▸ **文書本文**:
==========

請求項1に記載の発明では、第1油圧又は第2油圧が供給される自動変速機の油圧サーボと、前記油圧サーボへの油圧供給路に設けられ、前記第1油圧及び前記第2油圧を出力油圧とし、かつその出力油圧を切替え可能に構成した油圧切替え手段と、前記自動変速機のシフト位置を検出するシフト位置検出手段と、前記シフト位置検出手段によるシフト位置の非切替え時には前記出力油圧が前記第1油圧となり、シフト位置の切替え時には前記出力油圧が前記第2油圧となるように前記油圧切替え手段を制御する切替え制御手段とを備える自動変速機の油圧制御装置であって、前記自動変速機の作動油の温度状態を検出する温度状態検出手段と、前記シフト位置検出手段により非走行位置が検出され、かつ前記温度状態検出手段により低温状態が検出されたときには、前記切替え制御手段による前記油圧切替え手段の出力油圧を前記第2油圧に変更する油圧変更手段とを備え、前記切替え制御手段は、通電の状況に応じて前記油圧切替え手段を作動させるアクチュエータを備えており、前記シフト位置検出手段により非走行位置が検出され、かつ前記温度状態検出手段により非低温状態が検出されたときには、前記アクチュエータに対する通電を停止し、前記シフト位置検出手段により非走行位置が検出され、かつ前記温度状態検出手段により低温状態が検出されたときには、前記アクチュエータに通電するものであるとしている。

==========

▸ **提供資料**:
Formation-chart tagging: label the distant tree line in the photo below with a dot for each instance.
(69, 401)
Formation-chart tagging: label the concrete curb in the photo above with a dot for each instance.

==========

▸ **作業内容**:
a) 文書本文のうち、「請求項1に記載の発明では、第」で始まり「電するものであるとしている。」で終わる部分を、一字も変えずに返してください。
b) 文書本文に基づいて、次の問いに答えてください。
(i) シフト位置の非切替え時には、出力油圧は第1油圧と第2油圧のどちらになりますか。
(ii) 温度状態検出手段は、自動変速機の作動油の何を検出しますか。
(iii) 非走行位置と非低温状態が検出されたとき、アクチュエータへの通電はどうなりますか。

▸ **回答一覧**:
a)
請求項1に記載の発明では、第1油圧又は第2油圧が供給される自動変速機の油圧サーボと、前記油圧サーボへの油圧供給路に設けられ、前記第1油圧及び前記第2油圧を出力油圧とし、かつその出力油圧を切替え可能に構成した油圧切替え手段と、前記自動変速機のシフト位置を検出するシフト位置検出手段と、前記シフト位置検出手段によるシフト位置の非切替え時には前記出力油圧が前記第1油圧となり、シフト位置の切替え時には前記出力油圧が前記第2油圧となるように前記油圧切替え手段を制御する切替え制御手段とを備える自動変速機の油圧制御装置であって、前記自動変速機の作動油の温度状態を検出する温度状態検出手段と、前記シフト位置検出手段により非走行位置が検出され、かつ前記温度状態検出手段により低温状態が検出されたときには、前記切替え制御手段による前記油圧切替え手段の出力油圧を前記第2油圧に変更する油圧変更手段とを備え、前記切替え制御手段は、通電の状況に応じて前記油圧切替え手段を作動させるアクチュエータを備えており、前記シフト位置検出手段により非走行位置が検出され、かつ前記温度状態検出手段により非低温状態が検出されたときには、前記アクチュエータに対する通電を停止し、前記シフト位置検出手段により非走行位置が検出され、かつ前記温度状態検出手段により低温状態が検出されたときには、前記アクチュエータに通電するものであるとしている。

b)
(i) 出力油圧は第1油圧になります。
(ii) 作動油の温度状態を検出します。
(iii) アクチュエータへの通電は停止されます。